| Exercise brief |
Find the lines of data that contain the string "flower", then list them.
══════════════════════════════
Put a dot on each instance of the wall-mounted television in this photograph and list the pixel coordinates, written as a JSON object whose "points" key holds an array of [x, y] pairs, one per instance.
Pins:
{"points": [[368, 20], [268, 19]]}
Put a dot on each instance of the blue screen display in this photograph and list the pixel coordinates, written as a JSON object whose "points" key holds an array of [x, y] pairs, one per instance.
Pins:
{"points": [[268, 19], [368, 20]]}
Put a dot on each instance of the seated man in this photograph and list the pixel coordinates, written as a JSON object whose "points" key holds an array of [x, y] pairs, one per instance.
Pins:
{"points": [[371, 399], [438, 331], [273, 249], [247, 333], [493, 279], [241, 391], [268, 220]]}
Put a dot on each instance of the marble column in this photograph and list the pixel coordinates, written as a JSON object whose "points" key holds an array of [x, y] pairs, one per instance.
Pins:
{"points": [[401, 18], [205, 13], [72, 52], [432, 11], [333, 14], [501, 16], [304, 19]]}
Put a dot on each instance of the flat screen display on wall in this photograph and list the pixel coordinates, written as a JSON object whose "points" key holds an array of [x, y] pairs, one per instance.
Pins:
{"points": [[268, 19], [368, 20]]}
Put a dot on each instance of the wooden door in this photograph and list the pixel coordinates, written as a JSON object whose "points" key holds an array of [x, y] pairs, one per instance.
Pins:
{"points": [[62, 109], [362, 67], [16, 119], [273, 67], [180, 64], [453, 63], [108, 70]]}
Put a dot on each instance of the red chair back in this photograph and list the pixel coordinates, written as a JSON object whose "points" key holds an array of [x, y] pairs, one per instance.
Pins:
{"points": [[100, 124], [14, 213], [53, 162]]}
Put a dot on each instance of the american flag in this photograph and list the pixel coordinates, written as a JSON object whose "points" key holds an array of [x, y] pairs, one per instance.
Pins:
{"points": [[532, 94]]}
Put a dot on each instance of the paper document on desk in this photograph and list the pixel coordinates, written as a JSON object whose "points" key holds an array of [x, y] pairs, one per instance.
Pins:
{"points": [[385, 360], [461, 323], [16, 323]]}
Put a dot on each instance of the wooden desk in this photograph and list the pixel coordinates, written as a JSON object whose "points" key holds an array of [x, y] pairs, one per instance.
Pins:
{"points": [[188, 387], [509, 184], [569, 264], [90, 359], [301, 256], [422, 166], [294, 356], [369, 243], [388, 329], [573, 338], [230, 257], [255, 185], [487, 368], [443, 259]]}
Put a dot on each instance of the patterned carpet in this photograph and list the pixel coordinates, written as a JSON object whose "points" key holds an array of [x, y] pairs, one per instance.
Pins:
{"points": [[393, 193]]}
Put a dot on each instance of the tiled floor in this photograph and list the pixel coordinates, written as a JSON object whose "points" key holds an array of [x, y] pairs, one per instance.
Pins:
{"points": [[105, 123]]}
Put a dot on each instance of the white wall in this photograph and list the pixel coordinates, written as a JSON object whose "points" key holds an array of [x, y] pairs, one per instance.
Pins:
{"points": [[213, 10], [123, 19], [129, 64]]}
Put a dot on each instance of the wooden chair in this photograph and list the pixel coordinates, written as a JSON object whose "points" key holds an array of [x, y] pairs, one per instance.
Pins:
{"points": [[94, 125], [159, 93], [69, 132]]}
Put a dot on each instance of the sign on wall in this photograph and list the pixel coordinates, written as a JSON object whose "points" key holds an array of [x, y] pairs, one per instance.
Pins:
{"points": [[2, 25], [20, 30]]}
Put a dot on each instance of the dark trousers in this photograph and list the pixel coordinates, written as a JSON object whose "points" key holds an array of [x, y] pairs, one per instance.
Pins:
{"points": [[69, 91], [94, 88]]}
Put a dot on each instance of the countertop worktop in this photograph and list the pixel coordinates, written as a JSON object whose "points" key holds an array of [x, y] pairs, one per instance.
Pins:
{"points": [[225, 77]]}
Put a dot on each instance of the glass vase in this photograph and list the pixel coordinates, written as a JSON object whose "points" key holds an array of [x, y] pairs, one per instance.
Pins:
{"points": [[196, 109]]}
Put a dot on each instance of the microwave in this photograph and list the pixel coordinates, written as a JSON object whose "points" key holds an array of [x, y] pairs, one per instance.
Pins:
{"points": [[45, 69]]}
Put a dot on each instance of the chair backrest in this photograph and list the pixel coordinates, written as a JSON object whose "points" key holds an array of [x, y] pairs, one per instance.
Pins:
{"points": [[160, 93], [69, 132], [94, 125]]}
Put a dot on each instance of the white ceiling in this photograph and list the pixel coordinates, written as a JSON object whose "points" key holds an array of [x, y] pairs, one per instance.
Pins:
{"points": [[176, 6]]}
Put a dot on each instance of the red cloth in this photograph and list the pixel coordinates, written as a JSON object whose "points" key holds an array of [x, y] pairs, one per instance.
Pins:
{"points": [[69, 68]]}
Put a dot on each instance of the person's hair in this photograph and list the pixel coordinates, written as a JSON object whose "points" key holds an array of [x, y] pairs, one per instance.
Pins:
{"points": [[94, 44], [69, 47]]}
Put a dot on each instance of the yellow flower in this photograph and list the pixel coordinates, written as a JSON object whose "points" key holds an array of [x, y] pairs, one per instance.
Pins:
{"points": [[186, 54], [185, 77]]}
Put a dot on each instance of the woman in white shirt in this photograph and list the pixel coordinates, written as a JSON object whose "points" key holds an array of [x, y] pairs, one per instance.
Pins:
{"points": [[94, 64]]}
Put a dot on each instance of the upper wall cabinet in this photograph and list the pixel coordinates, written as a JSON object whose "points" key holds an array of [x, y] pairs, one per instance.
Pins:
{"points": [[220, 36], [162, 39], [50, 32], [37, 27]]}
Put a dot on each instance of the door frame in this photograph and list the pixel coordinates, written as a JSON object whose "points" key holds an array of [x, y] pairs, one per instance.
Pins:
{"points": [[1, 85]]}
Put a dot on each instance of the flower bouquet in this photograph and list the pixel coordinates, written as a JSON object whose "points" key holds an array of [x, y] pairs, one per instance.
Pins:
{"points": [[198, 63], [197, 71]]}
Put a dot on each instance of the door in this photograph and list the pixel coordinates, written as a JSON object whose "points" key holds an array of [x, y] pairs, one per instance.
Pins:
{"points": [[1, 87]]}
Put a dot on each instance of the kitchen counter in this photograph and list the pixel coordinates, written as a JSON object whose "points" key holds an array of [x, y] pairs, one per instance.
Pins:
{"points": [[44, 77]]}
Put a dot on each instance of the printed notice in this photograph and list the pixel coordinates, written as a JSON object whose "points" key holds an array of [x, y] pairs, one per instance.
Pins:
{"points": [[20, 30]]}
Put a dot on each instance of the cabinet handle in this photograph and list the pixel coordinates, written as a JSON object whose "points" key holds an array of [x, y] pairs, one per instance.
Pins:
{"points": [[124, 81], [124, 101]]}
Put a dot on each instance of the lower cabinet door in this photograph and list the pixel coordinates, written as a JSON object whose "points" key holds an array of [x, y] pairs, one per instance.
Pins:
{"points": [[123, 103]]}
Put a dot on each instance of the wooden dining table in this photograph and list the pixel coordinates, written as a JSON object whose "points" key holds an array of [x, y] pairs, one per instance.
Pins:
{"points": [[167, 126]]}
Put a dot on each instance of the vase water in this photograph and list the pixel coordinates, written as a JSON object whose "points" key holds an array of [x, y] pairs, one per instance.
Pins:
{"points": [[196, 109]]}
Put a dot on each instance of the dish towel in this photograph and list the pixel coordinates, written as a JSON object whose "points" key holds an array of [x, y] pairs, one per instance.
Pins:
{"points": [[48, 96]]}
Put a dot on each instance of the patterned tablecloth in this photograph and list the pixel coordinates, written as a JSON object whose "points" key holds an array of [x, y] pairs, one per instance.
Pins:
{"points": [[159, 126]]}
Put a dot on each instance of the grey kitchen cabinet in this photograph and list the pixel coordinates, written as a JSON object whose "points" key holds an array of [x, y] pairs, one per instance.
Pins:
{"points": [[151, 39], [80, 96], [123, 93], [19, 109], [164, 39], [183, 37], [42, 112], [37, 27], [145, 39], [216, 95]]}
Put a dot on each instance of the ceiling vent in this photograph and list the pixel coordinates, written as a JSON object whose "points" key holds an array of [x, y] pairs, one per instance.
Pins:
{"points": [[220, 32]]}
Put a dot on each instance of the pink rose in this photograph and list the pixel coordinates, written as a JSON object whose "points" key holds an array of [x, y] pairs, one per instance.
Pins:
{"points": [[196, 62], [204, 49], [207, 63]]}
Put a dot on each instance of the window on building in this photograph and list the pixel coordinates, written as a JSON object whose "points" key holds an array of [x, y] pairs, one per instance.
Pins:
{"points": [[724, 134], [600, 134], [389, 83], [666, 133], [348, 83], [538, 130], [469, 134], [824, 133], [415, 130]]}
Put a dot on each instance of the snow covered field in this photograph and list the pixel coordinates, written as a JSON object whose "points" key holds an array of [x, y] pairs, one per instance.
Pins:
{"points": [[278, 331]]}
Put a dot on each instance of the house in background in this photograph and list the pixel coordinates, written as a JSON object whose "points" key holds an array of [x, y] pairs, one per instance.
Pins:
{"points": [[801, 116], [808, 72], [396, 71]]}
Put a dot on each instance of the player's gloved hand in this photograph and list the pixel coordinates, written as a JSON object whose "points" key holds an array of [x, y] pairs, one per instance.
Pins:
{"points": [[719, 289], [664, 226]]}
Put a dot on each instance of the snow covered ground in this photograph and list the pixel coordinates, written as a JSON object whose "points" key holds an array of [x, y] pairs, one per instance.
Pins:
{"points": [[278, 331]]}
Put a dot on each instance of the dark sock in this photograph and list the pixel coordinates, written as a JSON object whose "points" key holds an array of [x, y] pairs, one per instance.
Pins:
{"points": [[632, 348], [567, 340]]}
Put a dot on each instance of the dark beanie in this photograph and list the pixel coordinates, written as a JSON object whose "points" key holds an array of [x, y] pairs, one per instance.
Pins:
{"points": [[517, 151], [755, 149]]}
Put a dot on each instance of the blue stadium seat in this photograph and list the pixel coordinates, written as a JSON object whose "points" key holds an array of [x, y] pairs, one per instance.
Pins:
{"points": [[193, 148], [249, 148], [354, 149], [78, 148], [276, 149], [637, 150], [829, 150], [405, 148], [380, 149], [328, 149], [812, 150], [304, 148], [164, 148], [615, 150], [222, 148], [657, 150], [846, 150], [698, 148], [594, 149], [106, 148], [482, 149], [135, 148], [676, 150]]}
══════════════════════════════
| Task solution |
Put a dot on each instance of the yellow flower in this photograph and list the pixel coordinates, written as a JSON object whose "points" key holds an array of [x, y] pairs, one per instance.
Put a dot on each instance of the flower bouquet in this photograph and list the pixel coordinates, written as a JSON object whose "points" key holds an array of [x, y] pairs, one per instance.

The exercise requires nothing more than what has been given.